Stored records
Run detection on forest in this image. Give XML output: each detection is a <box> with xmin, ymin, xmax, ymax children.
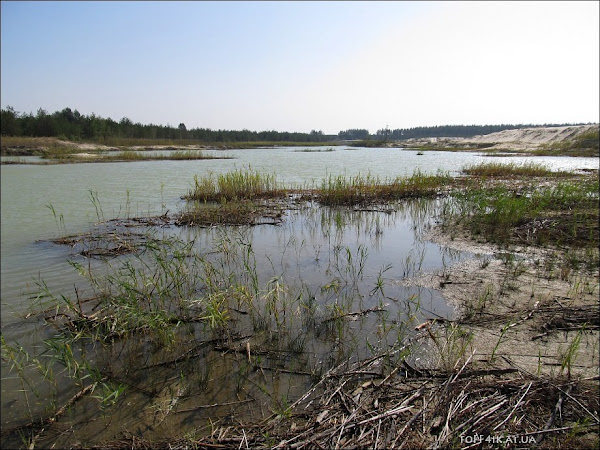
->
<box><xmin>0</xmin><ymin>106</ymin><xmax>584</xmax><ymax>143</ymax></box>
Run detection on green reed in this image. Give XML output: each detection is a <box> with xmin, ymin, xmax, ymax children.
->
<box><xmin>184</xmin><ymin>168</ymin><xmax>286</xmax><ymax>202</ymax></box>
<box><xmin>316</xmin><ymin>170</ymin><xmax>452</xmax><ymax>206</ymax></box>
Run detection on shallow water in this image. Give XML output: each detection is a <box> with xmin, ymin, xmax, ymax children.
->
<box><xmin>1</xmin><ymin>148</ymin><xmax>598</xmax><ymax>442</ymax></box>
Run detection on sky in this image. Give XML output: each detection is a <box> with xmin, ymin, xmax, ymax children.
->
<box><xmin>0</xmin><ymin>1</ymin><xmax>600</xmax><ymax>134</ymax></box>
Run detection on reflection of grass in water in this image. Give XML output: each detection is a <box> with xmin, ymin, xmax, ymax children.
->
<box><xmin>3</xmin><ymin>213</ymin><xmax>436</xmax><ymax>448</ymax></box>
<box><xmin>444</xmin><ymin>174</ymin><xmax>599</xmax><ymax>253</ymax></box>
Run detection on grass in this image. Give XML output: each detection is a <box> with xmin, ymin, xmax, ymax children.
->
<box><xmin>105</xmin><ymin>150</ymin><xmax>232</xmax><ymax>162</ymax></box>
<box><xmin>184</xmin><ymin>168</ymin><xmax>286</xmax><ymax>202</ymax></box>
<box><xmin>2</xmin><ymin>163</ymin><xmax>598</xmax><ymax>447</ymax></box>
<box><xmin>445</xmin><ymin>173</ymin><xmax>599</xmax><ymax>248</ymax></box>
<box><xmin>315</xmin><ymin>171</ymin><xmax>452</xmax><ymax>206</ymax></box>
<box><xmin>462</xmin><ymin>162</ymin><xmax>573</xmax><ymax>177</ymax></box>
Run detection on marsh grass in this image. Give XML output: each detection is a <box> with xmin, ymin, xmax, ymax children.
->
<box><xmin>183</xmin><ymin>168</ymin><xmax>287</xmax><ymax>202</ymax></box>
<box><xmin>444</xmin><ymin>174</ymin><xmax>599</xmax><ymax>248</ymax></box>
<box><xmin>315</xmin><ymin>170</ymin><xmax>452</xmax><ymax>206</ymax></box>
<box><xmin>175</xmin><ymin>200</ymin><xmax>283</xmax><ymax>226</ymax></box>
<box><xmin>462</xmin><ymin>162</ymin><xmax>573</xmax><ymax>177</ymax></box>
<box><xmin>101</xmin><ymin>150</ymin><xmax>232</xmax><ymax>161</ymax></box>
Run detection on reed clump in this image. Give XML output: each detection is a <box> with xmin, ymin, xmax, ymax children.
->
<box><xmin>183</xmin><ymin>168</ymin><xmax>286</xmax><ymax>202</ymax></box>
<box><xmin>462</xmin><ymin>162</ymin><xmax>573</xmax><ymax>177</ymax></box>
<box><xmin>445</xmin><ymin>173</ymin><xmax>600</xmax><ymax>248</ymax></box>
<box><xmin>315</xmin><ymin>170</ymin><xmax>452</xmax><ymax>206</ymax></box>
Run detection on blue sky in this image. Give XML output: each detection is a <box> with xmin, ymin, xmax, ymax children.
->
<box><xmin>0</xmin><ymin>1</ymin><xmax>600</xmax><ymax>133</ymax></box>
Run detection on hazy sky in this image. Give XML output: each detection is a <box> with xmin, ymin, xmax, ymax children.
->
<box><xmin>1</xmin><ymin>1</ymin><xmax>600</xmax><ymax>134</ymax></box>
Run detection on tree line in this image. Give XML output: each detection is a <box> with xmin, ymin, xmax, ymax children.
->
<box><xmin>1</xmin><ymin>106</ymin><xmax>336</xmax><ymax>142</ymax></box>
<box><xmin>0</xmin><ymin>106</ymin><xmax>584</xmax><ymax>143</ymax></box>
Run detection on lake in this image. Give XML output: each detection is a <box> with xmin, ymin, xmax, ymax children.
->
<box><xmin>0</xmin><ymin>147</ymin><xmax>598</xmax><ymax>445</ymax></box>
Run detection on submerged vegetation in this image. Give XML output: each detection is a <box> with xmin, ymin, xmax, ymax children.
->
<box><xmin>2</xmin><ymin>163</ymin><xmax>600</xmax><ymax>448</ymax></box>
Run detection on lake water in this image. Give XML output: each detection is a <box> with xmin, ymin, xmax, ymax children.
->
<box><xmin>0</xmin><ymin>147</ymin><xmax>598</xmax><ymax>446</ymax></box>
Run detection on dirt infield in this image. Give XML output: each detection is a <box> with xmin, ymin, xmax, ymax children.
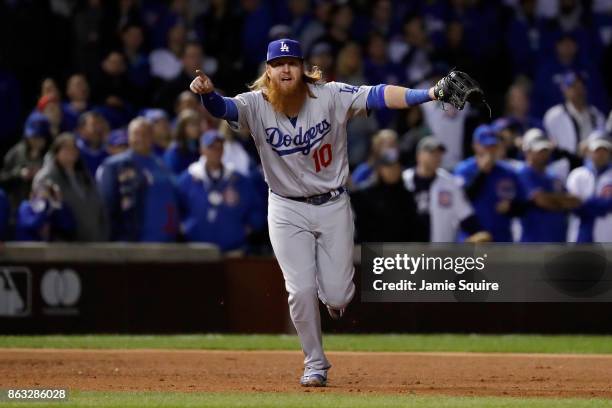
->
<box><xmin>0</xmin><ymin>349</ymin><xmax>612</xmax><ymax>398</ymax></box>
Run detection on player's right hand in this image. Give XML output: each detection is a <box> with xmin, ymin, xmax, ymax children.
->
<box><xmin>189</xmin><ymin>69</ymin><xmax>215</xmax><ymax>95</ymax></box>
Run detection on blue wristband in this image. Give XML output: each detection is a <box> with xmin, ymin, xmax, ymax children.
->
<box><xmin>404</xmin><ymin>89</ymin><xmax>431</xmax><ymax>106</ymax></box>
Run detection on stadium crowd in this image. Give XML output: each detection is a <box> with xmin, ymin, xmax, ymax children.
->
<box><xmin>0</xmin><ymin>0</ymin><xmax>612</xmax><ymax>253</ymax></box>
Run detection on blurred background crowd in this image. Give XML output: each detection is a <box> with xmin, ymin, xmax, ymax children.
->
<box><xmin>0</xmin><ymin>0</ymin><xmax>612</xmax><ymax>253</ymax></box>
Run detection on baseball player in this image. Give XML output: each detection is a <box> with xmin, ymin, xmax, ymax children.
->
<box><xmin>190</xmin><ymin>39</ymin><xmax>468</xmax><ymax>387</ymax></box>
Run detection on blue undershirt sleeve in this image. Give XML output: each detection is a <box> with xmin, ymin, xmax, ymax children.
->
<box><xmin>366</xmin><ymin>84</ymin><xmax>431</xmax><ymax>110</ymax></box>
<box><xmin>200</xmin><ymin>92</ymin><xmax>238</xmax><ymax>122</ymax></box>
<box><xmin>366</xmin><ymin>84</ymin><xmax>387</xmax><ymax>110</ymax></box>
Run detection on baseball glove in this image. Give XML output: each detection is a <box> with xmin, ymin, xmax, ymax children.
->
<box><xmin>434</xmin><ymin>71</ymin><xmax>491</xmax><ymax>116</ymax></box>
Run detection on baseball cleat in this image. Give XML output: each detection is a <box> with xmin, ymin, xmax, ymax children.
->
<box><xmin>300</xmin><ymin>374</ymin><xmax>327</xmax><ymax>387</ymax></box>
<box><xmin>327</xmin><ymin>306</ymin><xmax>344</xmax><ymax>320</ymax></box>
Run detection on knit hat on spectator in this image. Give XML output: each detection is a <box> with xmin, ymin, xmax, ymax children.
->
<box><xmin>523</xmin><ymin>128</ymin><xmax>554</xmax><ymax>152</ymax></box>
<box><xmin>23</xmin><ymin>112</ymin><xmax>51</xmax><ymax>139</ymax></box>
<box><xmin>36</xmin><ymin>95</ymin><xmax>59</xmax><ymax>112</ymax></box>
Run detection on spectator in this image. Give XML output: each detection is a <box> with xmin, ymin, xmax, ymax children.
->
<box><xmin>94</xmin><ymin>51</ymin><xmax>140</xmax><ymax>128</ymax></box>
<box><xmin>389</xmin><ymin>15</ymin><xmax>433</xmax><ymax>86</ymax></box>
<box><xmin>33</xmin><ymin>133</ymin><xmax>108</xmax><ymax>242</ymax></box>
<box><xmin>505</xmin><ymin>0</ymin><xmax>541</xmax><ymax>77</ymax></box>
<box><xmin>153</xmin><ymin>42</ymin><xmax>217</xmax><ymax>112</ymax></box>
<box><xmin>491</xmin><ymin>117</ymin><xmax>523</xmax><ymax>167</ymax></box>
<box><xmin>402</xmin><ymin>136</ymin><xmax>492</xmax><ymax>242</ymax></box>
<box><xmin>142</xmin><ymin>109</ymin><xmax>172</xmax><ymax>157</ymax></box>
<box><xmin>505</xmin><ymin>81</ymin><xmax>543</xmax><ymax>134</ymax></box>
<box><xmin>71</xmin><ymin>0</ymin><xmax>111</xmax><ymax>78</ymax></box>
<box><xmin>164</xmin><ymin>110</ymin><xmax>200</xmax><ymax>175</ymax></box>
<box><xmin>396</xmin><ymin>105</ymin><xmax>432</xmax><ymax>167</ymax></box>
<box><xmin>351</xmin><ymin>129</ymin><xmax>399</xmax><ymax>190</ymax></box>
<box><xmin>544</xmin><ymin>72</ymin><xmax>605</xmax><ymax>154</ymax></box>
<box><xmin>77</xmin><ymin>112</ymin><xmax>109</xmax><ymax>176</ymax></box>
<box><xmin>308</xmin><ymin>42</ymin><xmax>335</xmax><ymax>82</ymax></box>
<box><xmin>62</xmin><ymin>74</ymin><xmax>91</xmax><ymax>132</ymax></box>
<box><xmin>0</xmin><ymin>67</ymin><xmax>21</xmax><ymax>147</ymax></box>
<box><xmin>0</xmin><ymin>112</ymin><xmax>51</xmax><ymax>218</ymax></box>
<box><xmin>121</xmin><ymin>22</ymin><xmax>151</xmax><ymax>101</ymax></box>
<box><xmin>518</xmin><ymin>129</ymin><xmax>581</xmax><ymax>242</ymax></box>
<box><xmin>336</xmin><ymin>42</ymin><xmax>366</xmax><ymax>84</ymax></box>
<box><xmin>149</xmin><ymin>24</ymin><xmax>187</xmax><ymax>81</ymax></box>
<box><xmin>419</xmin><ymin>69</ymin><xmax>471</xmax><ymax>170</ymax></box>
<box><xmin>39</xmin><ymin>78</ymin><xmax>62</xmax><ymax>100</ymax></box>
<box><xmin>106</xmin><ymin>128</ymin><xmax>129</xmax><ymax>156</ymax></box>
<box><xmin>36</xmin><ymin>93</ymin><xmax>64</xmax><ymax>137</ymax></box>
<box><xmin>0</xmin><ymin>189</ymin><xmax>11</xmax><ymax>241</ymax></box>
<box><xmin>195</xmin><ymin>0</ymin><xmax>245</xmax><ymax>94</ymax></box>
<box><xmin>351</xmin><ymin>153</ymin><xmax>427</xmax><ymax>242</ymax></box>
<box><xmin>178</xmin><ymin>130</ymin><xmax>265</xmax><ymax>251</ymax></box>
<box><xmin>96</xmin><ymin>117</ymin><xmax>178</xmax><ymax>242</ymax></box>
<box><xmin>531</xmin><ymin>34</ymin><xmax>608</xmax><ymax>117</ymax></box>
<box><xmin>567</xmin><ymin>134</ymin><xmax>612</xmax><ymax>242</ymax></box>
<box><xmin>15</xmin><ymin>182</ymin><xmax>75</xmax><ymax>242</ymax></box>
<box><xmin>455</xmin><ymin>125</ymin><xmax>525</xmax><ymax>242</ymax></box>
<box><xmin>219</xmin><ymin>121</ymin><xmax>255</xmax><ymax>178</ymax></box>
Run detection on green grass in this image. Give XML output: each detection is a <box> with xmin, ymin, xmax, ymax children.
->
<box><xmin>0</xmin><ymin>392</ymin><xmax>612</xmax><ymax>408</ymax></box>
<box><xmin>0</xmin><ymin>334</ymin><xmax>612</xmax><ymax>354</ymax></box>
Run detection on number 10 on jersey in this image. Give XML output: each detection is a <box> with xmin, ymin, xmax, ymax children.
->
<box><xmin>312</xmin><ymin>143</ymin><xmax>332</xmax><ymax>173</ymax></box>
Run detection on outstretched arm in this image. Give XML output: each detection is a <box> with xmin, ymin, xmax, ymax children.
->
<box><xmin>367</xmin><ymin>84</ymin><xmax>436</xmax><ymax>110</ymax></box>
<box><xmin>368</xmin><ymin>71</ymin><xmax>491</xmax><ymax>115</ymax></box>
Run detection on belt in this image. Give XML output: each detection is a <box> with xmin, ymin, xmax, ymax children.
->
<box><xmin>273</xmin><ymin>187</ymin><xmax>346</xmax><ymax>205</ymax></box>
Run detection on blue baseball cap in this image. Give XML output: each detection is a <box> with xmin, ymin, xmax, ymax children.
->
<box><xmin>23</xmin><ymin>112</ymin><xmax>51</xmax><ymax>139</ymax></box>
<box><xmin>108</xmin><ymin>129</ymin><xmax>128</xmax><ymax>147</ymax></box>
<box><xmin>473</xmin><ymin>125</ymin><xmax>499</xmax><ymax>146</ymax></box>
<box><xmin>266</xmin><ymin>38</ymin><xmax>304</xmax><ymax>62</ymax></box>
<box><xmin>200</xmin><ymin>129</ymin><xmax>225</xmax><ymax>147</ymax></box>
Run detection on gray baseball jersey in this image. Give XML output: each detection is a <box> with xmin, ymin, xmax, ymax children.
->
<box><xmin>231</xmin><ymin>82</ymin><xmax>371</xmax><ymax>197</ymax></box>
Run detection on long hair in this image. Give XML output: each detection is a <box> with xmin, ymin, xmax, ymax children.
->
<box><xmin>249</xmin><ymin>65</ymin><xmax>323</xmax><ymax>98</ymax></box>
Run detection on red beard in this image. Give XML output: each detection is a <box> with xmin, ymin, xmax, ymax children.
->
<box><xmin>266</xmin><ymin>79</ymin><xmax>307</xmax><ymax>112</ymax></box>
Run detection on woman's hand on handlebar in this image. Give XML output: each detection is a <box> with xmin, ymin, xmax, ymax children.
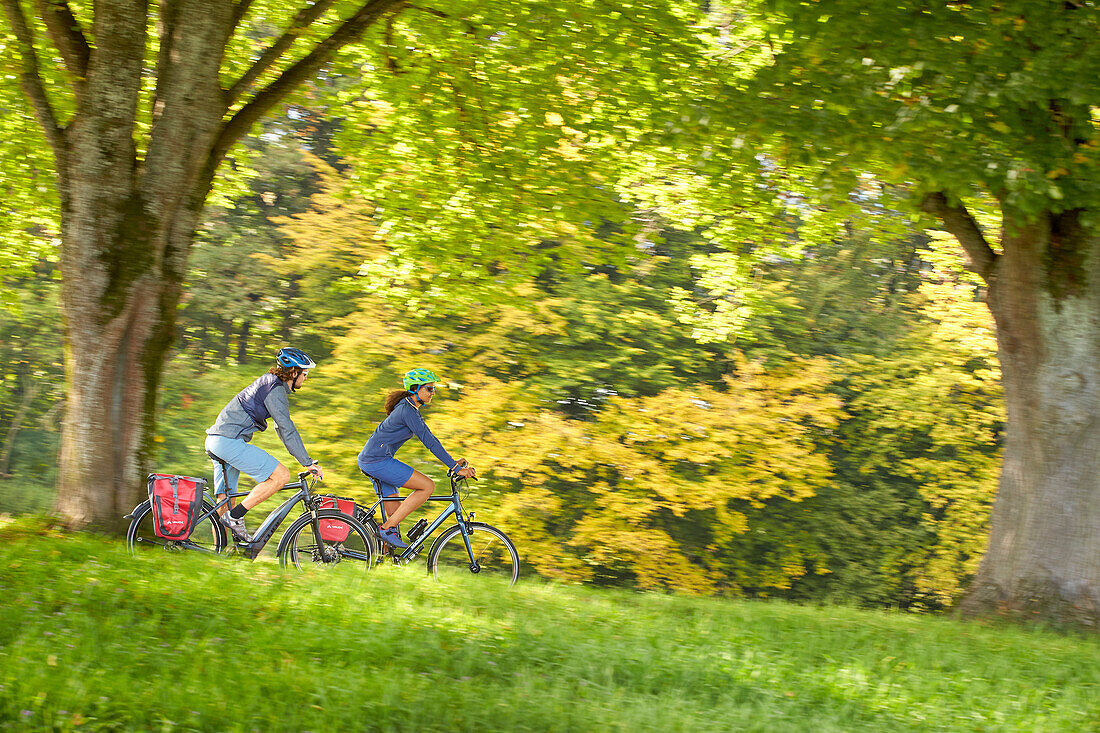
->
<box><xmin>451</xmin><ymin>458</ymin><xmax>477</xmax><ymax>479</ymax></box>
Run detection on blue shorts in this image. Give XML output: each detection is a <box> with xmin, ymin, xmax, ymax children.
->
<box><xmin>206</xmin><ymin>435</ymin><xmax>278</xmax><ymax>496</ymax></box>
<box><xmin>359</xmin><ymin>458</ymin><xmax>416</xmax><ymax>496</ymax></box>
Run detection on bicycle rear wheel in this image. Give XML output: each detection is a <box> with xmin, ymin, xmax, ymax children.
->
<box><xmin>127</xmin><ymin>500</ymin><xmax>226</xmax><ymax>554</ymax></box>
<box><xmin>275</xmin><ymin>510</ymin><xmax>375</xmax><ymax>573</ymax></box>
<box><xmin>428</xmin><ymin>522</ymin><xmax>519</xmax><ymax>586</ymax></box>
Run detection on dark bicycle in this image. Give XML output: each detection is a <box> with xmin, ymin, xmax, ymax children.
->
<box><xmin>355</xmin><ymin>467</ymin><xmax>519</xmax><ymax>586</ymax></box>
<box><xmin>125</xmin><ymin>452</ymin><xmax>377</xmax><ymax>571</ymax></box>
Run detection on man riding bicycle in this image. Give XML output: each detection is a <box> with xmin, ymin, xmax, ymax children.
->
<box><xmin>206</xmin><ymin>348</ymin><xmax>325</xmax><ymax>543</ymax></box>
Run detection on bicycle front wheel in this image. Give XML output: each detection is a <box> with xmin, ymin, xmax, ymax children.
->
<box><xmin>275</xmin><ymin>510</ymin><xmax>374</xmax><ymax>573</ymax></box>
<box><xmin>127</xmin><ymin>499</ymin><xmax>226</xmax><ymax>554</ymax></box>
<box><xmin>428</xmin><ymin>522</ymin><xmax>519</xmax><ymax>586</ymax></box>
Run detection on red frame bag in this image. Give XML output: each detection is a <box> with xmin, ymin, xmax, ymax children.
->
<box><xmin>317</xmin><ymin>496</ymin><xmax>355</xmax><ymax>543</ymax></box>
<box><xmin>149</xmin><ymin>473</ymin><xmax>207</xmax><ymax>539</ymax></box>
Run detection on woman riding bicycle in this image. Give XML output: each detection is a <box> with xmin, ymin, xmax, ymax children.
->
<box><xmin>356</xmin><ymin>369</ymin><xmax>475</xmax><ymax>549</ymax></box>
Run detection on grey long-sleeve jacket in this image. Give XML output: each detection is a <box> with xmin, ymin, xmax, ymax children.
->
<box><xmin>207</xmin><ymin>372</ymin><xmax>314</xmax><ymax>466</ymax></box>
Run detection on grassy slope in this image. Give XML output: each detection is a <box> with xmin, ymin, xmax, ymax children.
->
<box><xmin>0</xmin><ymin>519</ymin><xmax>1100</xmax><ymax>732</ymax></box>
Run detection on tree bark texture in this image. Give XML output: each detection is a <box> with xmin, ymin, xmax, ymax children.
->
<box><xmin>57</xmin><ymin>0</ymin><xmax>232</xmax><ymax>528</ymax></box>
<box><xmin>960</xmin><ymin>211</ymin><xmax>1100</xmax><ymax>628</ymax></box>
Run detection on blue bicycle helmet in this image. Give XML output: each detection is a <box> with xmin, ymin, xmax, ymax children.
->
<box><xmin>275</xmin><ymin>347</ymin><xmax>317</xmax><ymax>369</ymax></box>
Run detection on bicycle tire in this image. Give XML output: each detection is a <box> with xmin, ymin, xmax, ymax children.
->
<box><xmin>428</xmin><ymin>522</ymin><xmax>519</xmax><ymax>586</ymax></box>
<box><xmin>275</xmin><ymin>510</ymin><xmax>375</xmax><ymax>572</ymax></box>
<box><xmin>127</xmin><ymin>499</ymin><xmax>227</xmax><ymax>555</ymax></box>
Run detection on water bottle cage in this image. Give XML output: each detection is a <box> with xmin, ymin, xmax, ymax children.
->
<box><xmin>405</xmin><ymin>512</ymin><xmax>428</xmax><ymax>543</ymax></box>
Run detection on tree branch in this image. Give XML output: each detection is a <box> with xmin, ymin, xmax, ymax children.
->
<box><xmin>211</xmin><ymin>0</ymin><xmax>406</xmax><ymax>167</ymax></box>
<box><xmin>2</xmin><ymin>0</ymin><xmax>65</xmax><ymax>157</ymax></box>
<box><xmin>226</xmin><ymin>0</ymin><xmax>336</xmax><ymax>106</ymax></box>
<box><xmin>37</xmin><ymin>0</ymin><xmax>91</xmax><ymax>85</ymax></box>
<box><xmin>921</xmin><ymin>192</ymin><xmax>999</xmax><ymax>284</ymax></box>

Task prompt:
List every line of the material that contains the string "lake", matching case exactly.

Problem solution:
Run detection on lake in this image. Give XML output: each detection is a <box> with xmin, ymin, xmax, ymax children.
Run detection on lake water in this image. Give XML output: each detection is a <box> with xmin, ymin, xmax, ymax children.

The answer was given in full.